▶ **OBJECTIVE**
Pick out every line in the entries below that contains the word "parked" and copy each of those lines.
<<<<
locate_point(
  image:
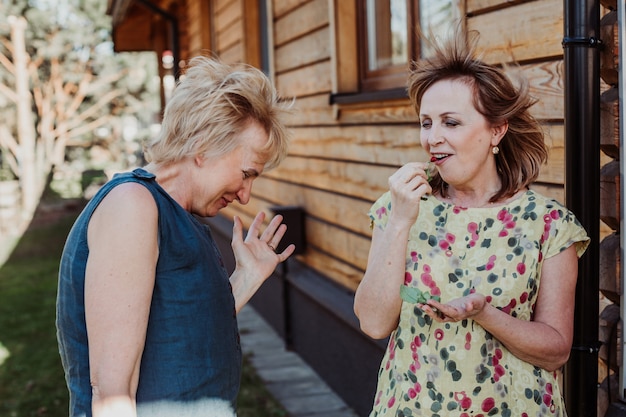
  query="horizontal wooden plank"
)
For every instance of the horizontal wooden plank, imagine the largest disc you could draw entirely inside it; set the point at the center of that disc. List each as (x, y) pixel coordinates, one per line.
(305, 81)
(347, 178)
(282, 7)
(337, 271)
(227, 15)
(505, 37)
(341, 244)
(385, 145)
(220, 5)
(308, 49)
(332, 208)
(300, 21)
(233, 54)
(230, 35)
(311, 111)
(396, 145)
(481, 6)
(546, 85)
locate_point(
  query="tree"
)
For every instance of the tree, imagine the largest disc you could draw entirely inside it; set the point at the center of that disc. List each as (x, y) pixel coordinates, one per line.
(60, 84)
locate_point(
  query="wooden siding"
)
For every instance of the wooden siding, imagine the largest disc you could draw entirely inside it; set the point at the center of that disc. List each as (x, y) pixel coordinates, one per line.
(341, 155)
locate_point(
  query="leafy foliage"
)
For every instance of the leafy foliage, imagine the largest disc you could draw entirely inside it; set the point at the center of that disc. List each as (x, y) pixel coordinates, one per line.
(81, 93)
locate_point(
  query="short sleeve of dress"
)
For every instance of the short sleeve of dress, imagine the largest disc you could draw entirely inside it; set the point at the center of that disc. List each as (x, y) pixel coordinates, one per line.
(561, 230)
(379, 212)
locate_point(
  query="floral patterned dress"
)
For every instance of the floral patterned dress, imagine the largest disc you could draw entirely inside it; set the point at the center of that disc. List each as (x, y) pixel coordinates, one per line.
(459, 369)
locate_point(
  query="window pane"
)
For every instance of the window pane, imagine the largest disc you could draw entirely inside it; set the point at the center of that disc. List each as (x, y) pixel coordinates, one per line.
(387, 37)
(436, 18)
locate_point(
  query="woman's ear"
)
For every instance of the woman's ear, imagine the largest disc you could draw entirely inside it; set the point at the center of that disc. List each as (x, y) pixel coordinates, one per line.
(498, 133)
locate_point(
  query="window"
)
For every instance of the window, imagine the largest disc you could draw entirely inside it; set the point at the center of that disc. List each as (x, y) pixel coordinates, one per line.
(387, 37)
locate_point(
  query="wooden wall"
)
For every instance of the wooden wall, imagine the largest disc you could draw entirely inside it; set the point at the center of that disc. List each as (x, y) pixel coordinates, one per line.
(342, 155)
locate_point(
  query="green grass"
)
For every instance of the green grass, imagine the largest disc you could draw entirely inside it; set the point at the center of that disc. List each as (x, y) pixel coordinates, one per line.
(31, 377)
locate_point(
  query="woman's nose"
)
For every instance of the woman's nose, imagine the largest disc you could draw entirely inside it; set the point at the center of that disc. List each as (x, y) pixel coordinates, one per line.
(243, 195)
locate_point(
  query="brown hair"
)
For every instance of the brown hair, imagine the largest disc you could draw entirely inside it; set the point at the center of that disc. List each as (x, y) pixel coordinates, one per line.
(522, 149)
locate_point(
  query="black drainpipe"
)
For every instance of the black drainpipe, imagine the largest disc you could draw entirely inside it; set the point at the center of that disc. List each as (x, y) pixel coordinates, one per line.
(174, 35)
(581, 45)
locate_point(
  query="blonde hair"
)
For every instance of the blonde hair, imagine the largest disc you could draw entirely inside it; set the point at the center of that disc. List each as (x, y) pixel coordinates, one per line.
(522, 149)
(211, 104)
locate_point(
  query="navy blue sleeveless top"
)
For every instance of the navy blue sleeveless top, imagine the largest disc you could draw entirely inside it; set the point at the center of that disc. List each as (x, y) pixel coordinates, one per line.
(192, 353)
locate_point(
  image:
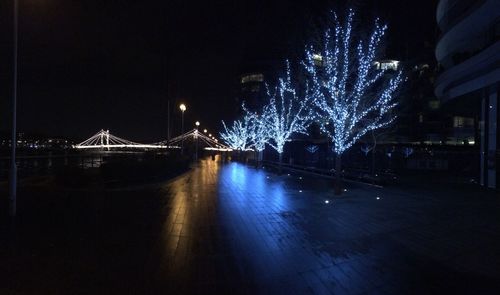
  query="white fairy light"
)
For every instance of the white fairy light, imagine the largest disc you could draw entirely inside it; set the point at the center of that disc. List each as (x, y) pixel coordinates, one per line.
(288, 112)
(351, 94)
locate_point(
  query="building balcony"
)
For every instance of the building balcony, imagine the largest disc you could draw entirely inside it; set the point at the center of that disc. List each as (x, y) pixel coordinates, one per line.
(478, 71)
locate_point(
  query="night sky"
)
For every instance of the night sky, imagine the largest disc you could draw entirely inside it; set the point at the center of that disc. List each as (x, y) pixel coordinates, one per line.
(92, 64)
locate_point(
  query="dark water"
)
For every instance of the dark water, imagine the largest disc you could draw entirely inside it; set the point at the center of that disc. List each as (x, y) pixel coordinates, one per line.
(49, 162)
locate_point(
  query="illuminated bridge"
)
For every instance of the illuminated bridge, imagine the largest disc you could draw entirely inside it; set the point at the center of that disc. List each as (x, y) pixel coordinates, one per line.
(105, 140)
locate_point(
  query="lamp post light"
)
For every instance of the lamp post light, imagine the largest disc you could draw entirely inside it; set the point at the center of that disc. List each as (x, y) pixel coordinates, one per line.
(183, 108)
(13, 143)
(196, 141)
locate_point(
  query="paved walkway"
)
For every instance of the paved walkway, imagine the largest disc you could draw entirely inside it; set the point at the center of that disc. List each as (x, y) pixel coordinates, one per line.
(232, 229)
(237, 229)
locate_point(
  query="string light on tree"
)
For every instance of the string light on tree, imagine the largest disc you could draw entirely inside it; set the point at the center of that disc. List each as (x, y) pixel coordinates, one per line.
(353, 96)
(287, 113)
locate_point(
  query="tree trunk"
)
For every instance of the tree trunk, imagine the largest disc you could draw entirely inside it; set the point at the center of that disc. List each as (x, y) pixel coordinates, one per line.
(259, 159)
(280, 169)
(338, 174)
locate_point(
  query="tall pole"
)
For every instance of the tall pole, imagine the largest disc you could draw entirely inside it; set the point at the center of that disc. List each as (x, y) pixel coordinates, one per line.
(168, 122)
(182, 132)
(13, 144)
(196, 142)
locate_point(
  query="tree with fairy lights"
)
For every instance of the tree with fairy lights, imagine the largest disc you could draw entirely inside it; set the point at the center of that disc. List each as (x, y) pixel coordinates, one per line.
(288, 113)
(258, 133)
(351, 94)
(238, 135)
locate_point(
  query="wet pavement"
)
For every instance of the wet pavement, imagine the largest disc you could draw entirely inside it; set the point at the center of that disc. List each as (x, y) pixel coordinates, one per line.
(232, 229)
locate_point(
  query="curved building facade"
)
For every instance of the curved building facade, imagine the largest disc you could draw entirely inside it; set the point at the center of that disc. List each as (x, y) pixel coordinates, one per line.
(468, 52)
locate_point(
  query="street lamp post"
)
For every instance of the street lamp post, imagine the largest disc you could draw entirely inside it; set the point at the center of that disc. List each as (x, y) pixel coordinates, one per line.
(196, 143)
(183, 109)
(13, 143)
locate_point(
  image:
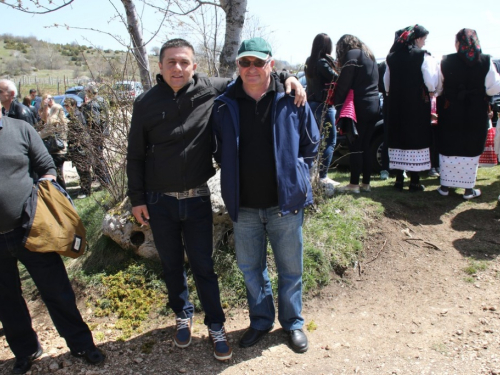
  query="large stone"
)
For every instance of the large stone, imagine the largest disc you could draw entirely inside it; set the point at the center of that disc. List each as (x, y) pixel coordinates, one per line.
(120, 225)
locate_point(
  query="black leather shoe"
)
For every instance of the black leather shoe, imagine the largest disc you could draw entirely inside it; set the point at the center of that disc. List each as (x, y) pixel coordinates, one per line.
(398, 185)
(298, 340)
(416, 187)
(252, 336)
(23, 364)
(92, 355)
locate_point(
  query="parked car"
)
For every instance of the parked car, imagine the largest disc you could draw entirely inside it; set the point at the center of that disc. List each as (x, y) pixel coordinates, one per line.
(340, 154)
(128, 90)
(76, 90)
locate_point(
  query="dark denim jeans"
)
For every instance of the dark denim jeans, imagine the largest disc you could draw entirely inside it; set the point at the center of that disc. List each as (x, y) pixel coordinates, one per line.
(331, 134)
(50, 277)
(186, 224)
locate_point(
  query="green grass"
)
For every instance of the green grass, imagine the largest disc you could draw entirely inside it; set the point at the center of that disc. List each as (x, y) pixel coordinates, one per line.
(131, 288)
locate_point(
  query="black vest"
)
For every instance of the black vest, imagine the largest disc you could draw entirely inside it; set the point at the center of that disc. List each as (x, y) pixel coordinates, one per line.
(463, 107)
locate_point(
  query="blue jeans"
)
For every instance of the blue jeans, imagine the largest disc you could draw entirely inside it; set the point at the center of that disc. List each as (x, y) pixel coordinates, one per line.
(186, 224)
(285, 236)
(329, 134)
(49, 274)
>>>>
▶ **PROBLEM SOLUTION**
  query="parked car"
For every instance of the parked car, imagine the largest disc you could draw entirely inside it; set the point at the center of that disc. List each as (x, y) pixel coordinates, one per line.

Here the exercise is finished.